# TASK PROMPT:
From the aviation safety communication article, extract the passage word for word, starting with "By Bob Conyers" and going on through "the job done.".

# EXTRACT:

Promoting Safety Communication Within the Aviation Department

Bob Conyers

By Bob Conyers
Sr. Manager, Safety Management, Baldwin Safety & Compliance

Posted on July 1, 2011
Cockpit control panel

Whether it is to get the passengers to their destination on time, return an aircraft to service before its next scheduled flight or put together a complicated 5-day trip, our focus is on getting the job done.

Sure, we’re told that we have to do that safely, but we’re here to satisfy the company’s travel demands. These should not be viewed as exclusive priorities, but rather closely coordinated ones.

When safety and operational requirements are properly balanced and integrated, the aviation department is positioned to provide the best overall service. A Safety Management System (SMS) creates and maintains this integration and balance. An SMS is built around four primary components:

1) safety policy and objectives;

2) a risk management process;

3) safety assurance; and

4) safety promotion.

This article will focus on the fourth component: promoting safety as a frequent topic of supreme importance and relevance to all stakeholders. Every employee should hear, consistently and repeatedly, that safety concerns carry as much weight as the need to complete the assigned task on time. The highest level of communication in this regard comes from two sources outside the aviation department. Nothing has a more adverse impact on a department’s safety commitment than a senior official that expresses dissatisfaction over a diverted, delayed or cancelled flight. That such things happen infrequently is testament to the professionalism of the personnel who are able to complete some assignments even in the face of difficult circumstances.

The accountable executive holds overall responsibility for the aviation department, including its performance with respect to safety objectives. The accountable executive should make clear in public statements, both written and oral, that safety holds a high priority in the department’s performance expectations. The company’s commitment to safety should be made clear to those who would travel on the company’s aircraft as well as to those who operate them.

The other outside influence comes from the passengers themselves. Passengers must understand and appreciate that, just as with the airlines, adjustments are made for their safety. A simple acknowledgment of that understanding reinforces to the crew that they made the right decision.

Internal to the department, safety communication comes in several forms. Heard on an almost daily basis is the question, “Can we do it safely?” This may be asked verbally by a supervisor or another crew member. It is also inherent in the use of the risk assessment process, policy waiver procedures and change management. These tools should be seen not as another form to fill out and go on with the job, but as a way to answer the question, “Can we do it safely?” If the risk is marginal, what mitigation steps can we take to make the risk as low as reasonably practicable?

# SUPPLIED RECORDS:
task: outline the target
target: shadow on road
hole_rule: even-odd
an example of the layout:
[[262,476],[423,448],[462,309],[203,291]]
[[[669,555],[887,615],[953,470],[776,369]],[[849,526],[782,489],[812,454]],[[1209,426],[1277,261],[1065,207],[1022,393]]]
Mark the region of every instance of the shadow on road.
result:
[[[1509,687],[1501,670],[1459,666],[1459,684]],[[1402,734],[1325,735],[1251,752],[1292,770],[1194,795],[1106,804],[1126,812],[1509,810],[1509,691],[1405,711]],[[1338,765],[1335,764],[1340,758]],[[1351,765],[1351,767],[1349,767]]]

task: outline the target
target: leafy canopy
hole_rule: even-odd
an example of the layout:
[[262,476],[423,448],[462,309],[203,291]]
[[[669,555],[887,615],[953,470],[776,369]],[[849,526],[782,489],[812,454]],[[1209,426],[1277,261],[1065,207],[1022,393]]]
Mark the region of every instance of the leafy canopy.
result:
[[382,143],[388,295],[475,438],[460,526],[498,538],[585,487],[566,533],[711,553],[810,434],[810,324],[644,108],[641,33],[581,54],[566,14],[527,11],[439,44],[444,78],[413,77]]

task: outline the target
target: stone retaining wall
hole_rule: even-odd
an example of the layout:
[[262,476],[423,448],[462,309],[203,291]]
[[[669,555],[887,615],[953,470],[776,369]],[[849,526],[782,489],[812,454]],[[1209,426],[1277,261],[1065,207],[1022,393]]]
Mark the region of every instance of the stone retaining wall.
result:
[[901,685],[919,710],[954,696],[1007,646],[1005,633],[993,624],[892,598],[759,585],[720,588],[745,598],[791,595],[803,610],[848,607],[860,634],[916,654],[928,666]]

# OUTPUT BELOW:
By Bob Conyers
Sr. Manager, Safety Management, Baldwin Safety & Compliance

Posted on July 1, 2011
Cockpit control panel

Whether it is to get the passengers to their destination on time, return an aircraft to service before its next scheduled flight or put together a complicated 5-day trip, our focus is on getting the job done.